▽
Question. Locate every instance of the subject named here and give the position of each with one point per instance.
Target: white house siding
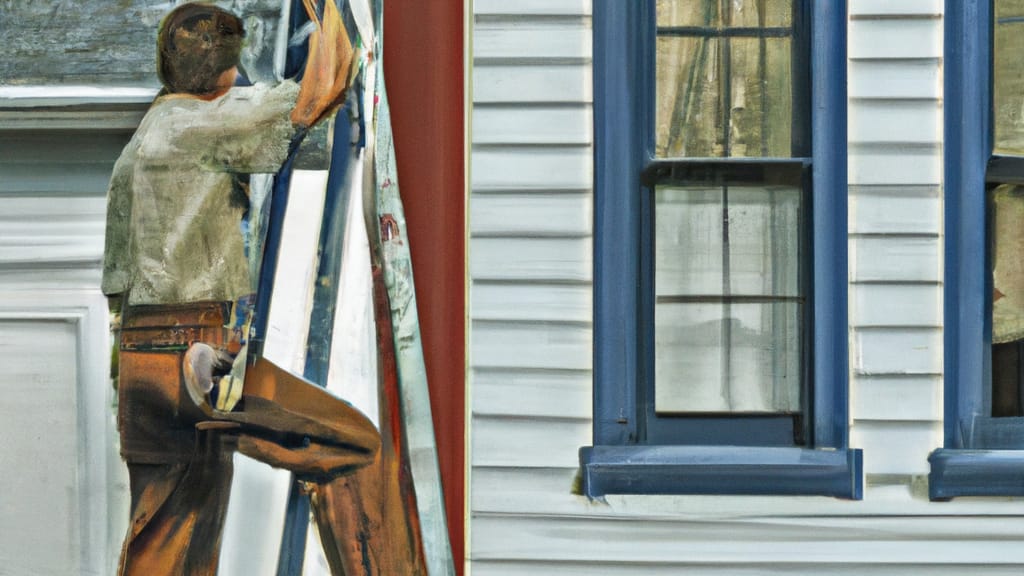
(64, 508)
(530, 292)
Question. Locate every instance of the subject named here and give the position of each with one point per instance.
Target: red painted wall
(423, 67)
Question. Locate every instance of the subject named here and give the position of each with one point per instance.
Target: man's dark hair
(195, 45)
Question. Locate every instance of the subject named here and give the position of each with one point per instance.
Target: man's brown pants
(179, 455)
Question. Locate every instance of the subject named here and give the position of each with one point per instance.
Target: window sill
(721, 470)
(975, 472)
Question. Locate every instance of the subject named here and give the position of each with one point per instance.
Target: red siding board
(423, 65)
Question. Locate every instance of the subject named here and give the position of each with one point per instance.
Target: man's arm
(328, 69)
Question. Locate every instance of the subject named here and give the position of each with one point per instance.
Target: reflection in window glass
(724, 89)
(1008, 77)
(728, 305)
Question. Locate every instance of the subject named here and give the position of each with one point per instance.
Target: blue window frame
(636, 449)
(981, 455)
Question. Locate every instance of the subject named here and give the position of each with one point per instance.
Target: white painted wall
(64, 503)
(530, 379)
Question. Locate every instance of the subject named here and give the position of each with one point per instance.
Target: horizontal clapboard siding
(530, 263)
(895, 217)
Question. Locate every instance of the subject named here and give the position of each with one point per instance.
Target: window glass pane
(1007, 206)
(706, 84)
(761, 97)
(1008, 265)
(1008, 72)
(747, 13)
(740, 358)
(689, 115)
(728, 302)
(760, 248)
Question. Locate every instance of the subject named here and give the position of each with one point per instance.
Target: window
(984, 304)
(720, 249)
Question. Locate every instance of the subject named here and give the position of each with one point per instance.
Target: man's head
(196, 45)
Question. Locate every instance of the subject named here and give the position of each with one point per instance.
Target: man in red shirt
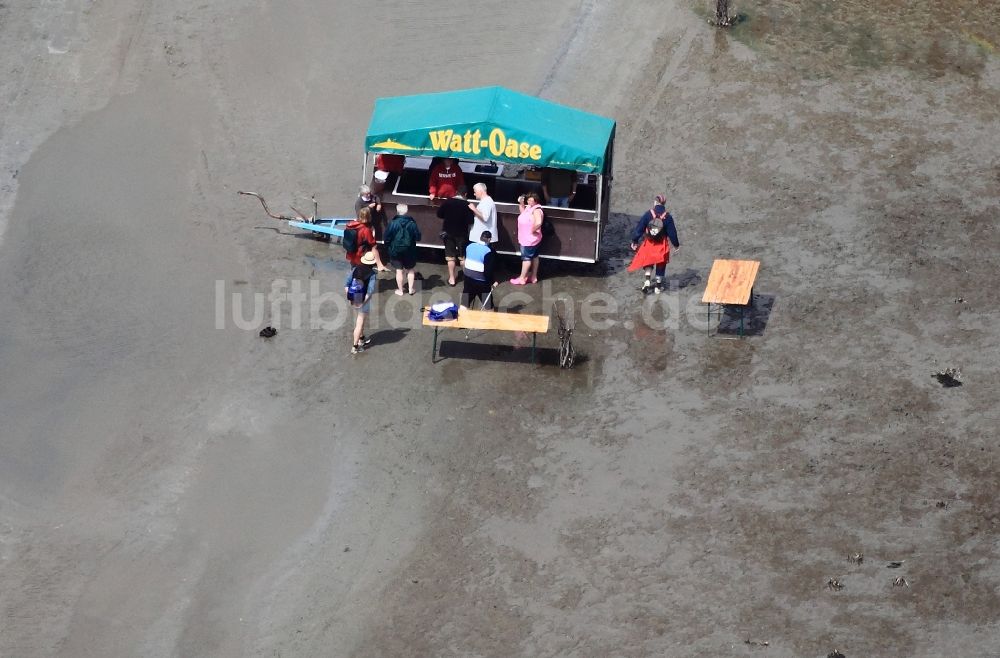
(446, 180)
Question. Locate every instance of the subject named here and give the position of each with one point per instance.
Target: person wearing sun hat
(651, 240)
(360, 286)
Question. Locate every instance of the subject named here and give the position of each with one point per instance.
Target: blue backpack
(357, 289)
(442, 311)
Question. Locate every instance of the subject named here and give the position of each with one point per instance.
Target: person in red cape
(651, 241)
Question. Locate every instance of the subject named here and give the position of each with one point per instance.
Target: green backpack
(402, 239)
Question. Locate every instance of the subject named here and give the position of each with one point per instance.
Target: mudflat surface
(170, 487)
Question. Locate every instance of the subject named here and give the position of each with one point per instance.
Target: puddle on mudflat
(822, 37)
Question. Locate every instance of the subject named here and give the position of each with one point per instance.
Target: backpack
(442, 311)
(402, 239)
(356, 289)
(350, 240)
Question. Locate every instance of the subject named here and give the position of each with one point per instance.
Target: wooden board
(468, 319)
(730, 282)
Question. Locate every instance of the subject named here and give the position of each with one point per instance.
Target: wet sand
(171, 488)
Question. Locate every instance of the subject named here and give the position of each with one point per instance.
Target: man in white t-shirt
(486, 215)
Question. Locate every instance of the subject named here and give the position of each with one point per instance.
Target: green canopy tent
(492, 124)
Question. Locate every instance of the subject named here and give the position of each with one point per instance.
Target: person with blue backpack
(360, 286)
(401, 237)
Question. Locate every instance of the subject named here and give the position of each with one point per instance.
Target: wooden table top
(469, 319)
(730, 282)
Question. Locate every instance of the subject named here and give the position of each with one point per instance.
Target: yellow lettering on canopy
(497, 141)
(440, 139)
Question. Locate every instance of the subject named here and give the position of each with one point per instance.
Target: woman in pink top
(529, 236)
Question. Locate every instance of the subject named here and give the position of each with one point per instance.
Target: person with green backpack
(401, 238)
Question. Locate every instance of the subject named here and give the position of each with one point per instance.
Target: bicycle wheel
(566, 353)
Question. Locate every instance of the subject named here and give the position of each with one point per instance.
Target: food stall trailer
(501, 138)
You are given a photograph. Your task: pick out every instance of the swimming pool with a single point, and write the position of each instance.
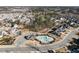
(44, 39)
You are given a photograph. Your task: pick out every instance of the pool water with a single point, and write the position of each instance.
(44, 39)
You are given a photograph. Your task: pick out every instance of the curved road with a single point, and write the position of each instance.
(44, 48)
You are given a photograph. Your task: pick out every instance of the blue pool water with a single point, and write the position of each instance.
(44, 39)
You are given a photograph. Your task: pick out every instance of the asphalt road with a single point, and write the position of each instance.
(44, 48)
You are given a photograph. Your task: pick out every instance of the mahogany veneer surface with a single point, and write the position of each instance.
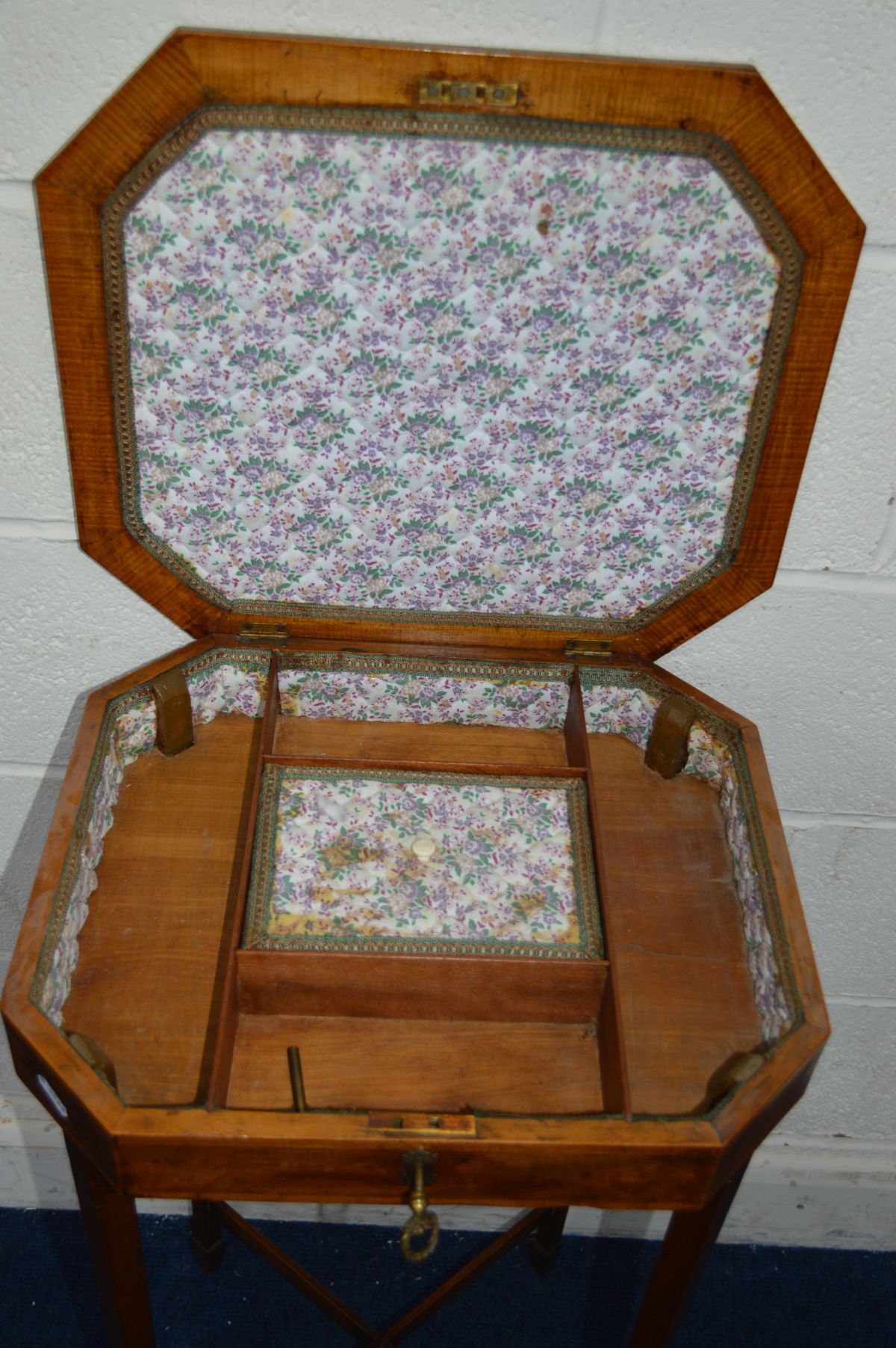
(674, 926)
(150, 971)
(144, 986)
(494, 745)
(387, 1064)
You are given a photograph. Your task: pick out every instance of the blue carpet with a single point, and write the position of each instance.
(791, 1299)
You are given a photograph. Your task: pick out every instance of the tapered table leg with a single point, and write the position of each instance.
(111, 1224)
(688, 1243)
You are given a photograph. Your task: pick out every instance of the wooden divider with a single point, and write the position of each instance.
(227, 1025)
(615, 1078)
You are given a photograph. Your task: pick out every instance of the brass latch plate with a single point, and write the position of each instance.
(399, 1123)
(263, 633)
(599, 649)
(468, 93)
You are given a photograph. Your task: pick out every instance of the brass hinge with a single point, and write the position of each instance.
(263, 633)
(594, 650)
(468, 93)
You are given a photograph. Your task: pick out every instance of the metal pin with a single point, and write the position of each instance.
(298, 1083)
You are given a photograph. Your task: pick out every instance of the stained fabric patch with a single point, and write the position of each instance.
(422, 862)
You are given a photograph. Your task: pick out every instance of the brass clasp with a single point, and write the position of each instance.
(420, 1170)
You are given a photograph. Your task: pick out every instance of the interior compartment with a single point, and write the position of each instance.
(678, 984)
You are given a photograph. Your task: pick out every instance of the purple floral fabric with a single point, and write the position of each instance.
(379, 689)
(499, 874)
(442, 375)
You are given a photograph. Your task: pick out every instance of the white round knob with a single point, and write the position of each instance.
(423, 848)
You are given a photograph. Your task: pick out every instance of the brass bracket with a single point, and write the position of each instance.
(599, 649)
(95, 1057)
(468, 93)
(263, 633)
(418, 1170)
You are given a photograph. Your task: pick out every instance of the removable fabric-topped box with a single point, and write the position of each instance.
(437, 397)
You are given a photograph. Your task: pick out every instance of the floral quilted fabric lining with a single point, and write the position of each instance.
(358, 689)
(441, 373)
(336, 867)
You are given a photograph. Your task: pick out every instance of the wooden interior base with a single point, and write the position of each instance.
(444, 988)
(149, 983)
(150, 954)
(679, 966)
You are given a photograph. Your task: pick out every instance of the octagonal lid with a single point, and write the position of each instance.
(434, 368)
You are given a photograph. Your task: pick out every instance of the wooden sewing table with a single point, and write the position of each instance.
(187, 996)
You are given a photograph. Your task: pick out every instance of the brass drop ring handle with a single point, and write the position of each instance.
(422, 1223)
(415, 1227)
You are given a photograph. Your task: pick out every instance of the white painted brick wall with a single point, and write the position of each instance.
(812, 662)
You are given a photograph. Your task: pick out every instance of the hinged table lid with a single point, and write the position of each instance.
(477, 373)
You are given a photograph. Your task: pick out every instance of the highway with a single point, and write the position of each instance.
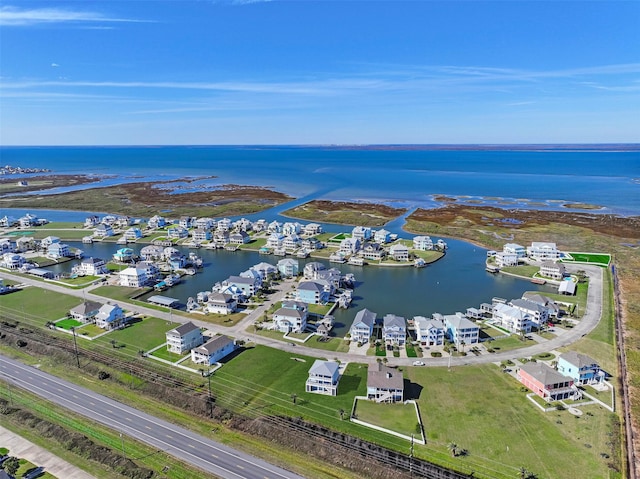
△
* [PROBLEM REQUIREMENTS]
List every line of the entries above that contains the word "siding", copying each one in full.

* [COMPLETE OUTPUT]
Target: white house siding
Target: red siding board
Target: horizontal clapboard siding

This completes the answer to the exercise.